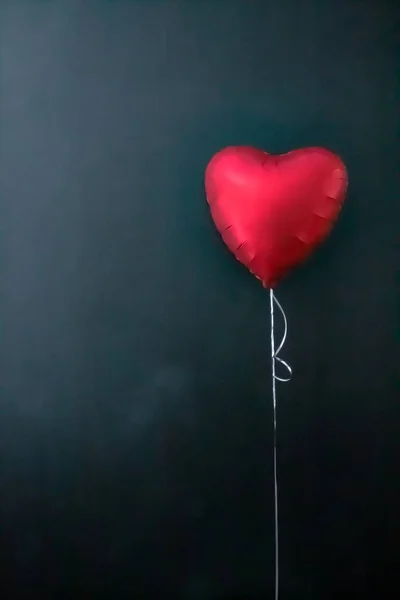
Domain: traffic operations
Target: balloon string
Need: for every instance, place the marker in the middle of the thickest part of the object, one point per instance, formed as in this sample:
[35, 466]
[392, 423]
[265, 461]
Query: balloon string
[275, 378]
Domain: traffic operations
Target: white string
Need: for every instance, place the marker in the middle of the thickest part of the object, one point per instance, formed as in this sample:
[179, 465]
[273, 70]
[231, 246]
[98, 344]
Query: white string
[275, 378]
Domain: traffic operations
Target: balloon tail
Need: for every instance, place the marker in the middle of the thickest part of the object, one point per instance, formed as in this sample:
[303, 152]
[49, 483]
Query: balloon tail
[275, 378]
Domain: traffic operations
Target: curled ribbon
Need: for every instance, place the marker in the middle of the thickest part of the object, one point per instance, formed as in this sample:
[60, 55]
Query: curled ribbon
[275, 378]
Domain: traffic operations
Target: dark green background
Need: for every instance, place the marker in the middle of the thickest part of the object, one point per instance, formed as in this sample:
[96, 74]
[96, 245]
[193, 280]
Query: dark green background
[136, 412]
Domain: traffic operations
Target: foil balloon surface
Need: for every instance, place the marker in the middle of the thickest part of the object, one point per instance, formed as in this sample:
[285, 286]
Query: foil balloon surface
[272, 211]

_____

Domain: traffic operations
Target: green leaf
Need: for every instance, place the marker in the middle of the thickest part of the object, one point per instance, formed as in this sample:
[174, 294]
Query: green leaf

_____

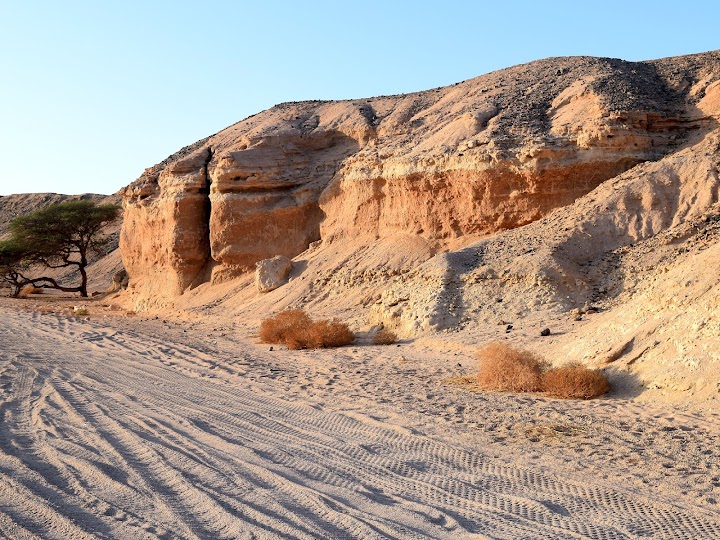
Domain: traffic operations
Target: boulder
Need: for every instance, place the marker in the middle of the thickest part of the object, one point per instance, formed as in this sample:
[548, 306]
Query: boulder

_____

Objective: Show every line in the entries above that contains the word "tail". Case counts.

Exercise answer:
Target: balloon tail
Query: balloon tail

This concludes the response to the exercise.